* **Excerpted records**:
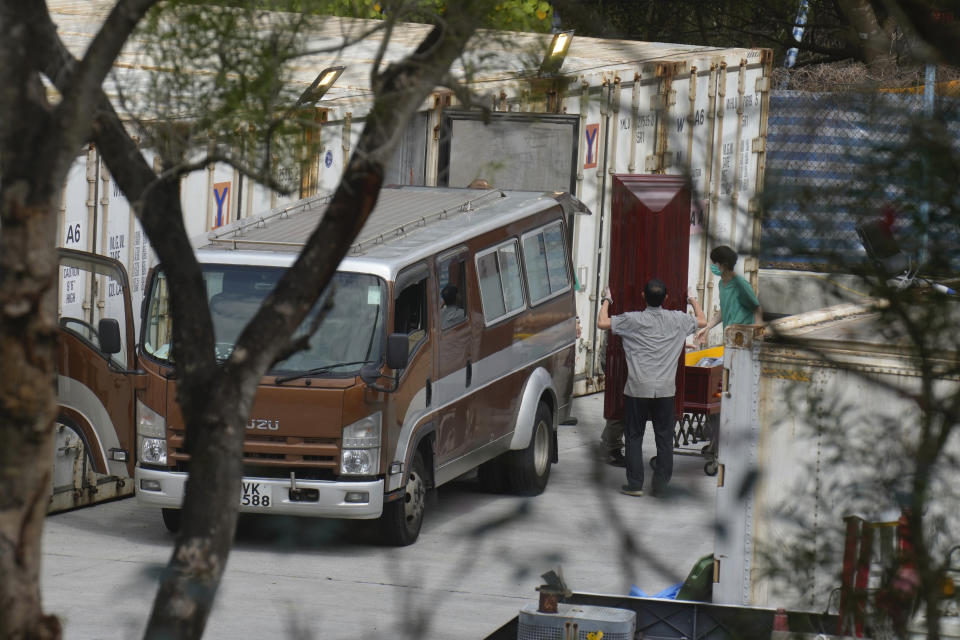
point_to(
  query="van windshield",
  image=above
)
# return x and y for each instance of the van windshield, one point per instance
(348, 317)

...

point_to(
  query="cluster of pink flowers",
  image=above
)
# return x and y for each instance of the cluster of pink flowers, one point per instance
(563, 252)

--

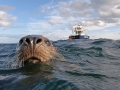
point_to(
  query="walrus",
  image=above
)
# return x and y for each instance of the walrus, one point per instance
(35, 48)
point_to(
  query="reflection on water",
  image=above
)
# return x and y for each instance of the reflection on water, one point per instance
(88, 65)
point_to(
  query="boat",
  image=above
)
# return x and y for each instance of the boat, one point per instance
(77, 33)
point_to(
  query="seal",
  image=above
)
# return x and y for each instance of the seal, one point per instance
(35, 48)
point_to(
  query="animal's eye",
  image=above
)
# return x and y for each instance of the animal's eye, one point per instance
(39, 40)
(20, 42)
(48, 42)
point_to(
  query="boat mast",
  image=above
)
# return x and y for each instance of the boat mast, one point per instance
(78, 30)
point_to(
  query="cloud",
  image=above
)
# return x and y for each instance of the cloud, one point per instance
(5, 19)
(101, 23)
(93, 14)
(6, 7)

* **Your goal**: Copy every line of the listing above that contains the string "cloud".

* **Solved problem**:
  query="cloud",
# return x and y for each instance of the cloud, one point per instance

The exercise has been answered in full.